[[ Excerpted text open ]]

If John Mellencamp’s small town is Seymour, Stewart’s is Columbus.
Stewart always puts Columbus on the map when he enters his name on racing lists. And Columbus hasn’t forgotten. A visitor entering city limits by car on State Road 46 is greeted by a sign informing him the community is the home of the three-time NASCAR Cup champ.
Stewart even has supporters almost too young to remember him on top.
Nate Jenkins, 20, of Columbus stopped by Stewart’s booth and spent $15 for a Tony Stewart Foundation T-shirt.
Is Jenkins a fan?
“Of course,” he said, “as long as I can remember. And I’m a big fan of midget racing.”
Jenkins, like many in Columbus, feels a personal connection to Stewart. The young man’s father played Little League baseball with Stewart, which was not why he spent his own cash for the T-shirt.
“The things he supports,” Jenkins said, “especially this town.”
In July 2020 at the height of the worldwide coronavirus pandemic, the Tony Stewart Foundation partnered with the Columbus Area Chamber of Commerce and Bartholomew County Public Library to create a blessing box filled with nonperishable foods. It was set up to benefit people hurting financially as an offshoot of the disease.
Some years earlier, Stewart provided backpacks for schoolchildren with sponsors Office Depot and Old Spice.
“Every kid deserves to go to school with the supplies they need to succeed, and it means a lot to me to help make that possible,” he said.
Once, as part of a gimmick at a sponsor’s Mobil 1 Lube Express in Plainfield, Stewart performed an oil change for a stranger who showed up at his usual garage for a 3,000-mile oil check.

[[ Excerpted text closed ]]
[[ Excerpted data open ]]

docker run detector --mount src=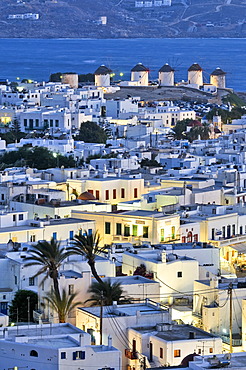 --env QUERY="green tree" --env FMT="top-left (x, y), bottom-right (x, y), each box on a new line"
top-left (75, 121), bottom-right (108, 144)
top-left (172, 118), bottom-right (192, 140)
top-left (1, 146), bottom-right (76, 170)
top-left (44, 289), bottom-right (82, 323)
top-left (85, 279), bottom-right (130, 306)
top-left (25, 238), bottom-right (72, 298)
top-left (71, 231), bottom-right (107, 283)
top-left (9, 290), bottom-right (38, 322)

[[ Excerpted data closed ]]

■ Exercise requirements
1 – From the excerpt about Tony Stewart and Columbus, extract the passage between "Stewart even has" and "Jenkins a fan?", inclusive.
2 – In the excerpt about Tony Stewart and Columbus, which two organizations did the Tony Stewart Foundation partner with in July 2020 to create a blessing box?

■ Written responses
1 –
Stewart even has supporters almost too young to remember him on top.
Nate Jenkins, 20, of Columbus stopped by Stewart’s booth and spent $15 for a Tony Stewart Foundation T-shirt.
Is Jenkins a fan?

2 – The Columbus Area Chamber of Commerce and the Bartholomew County Public Library.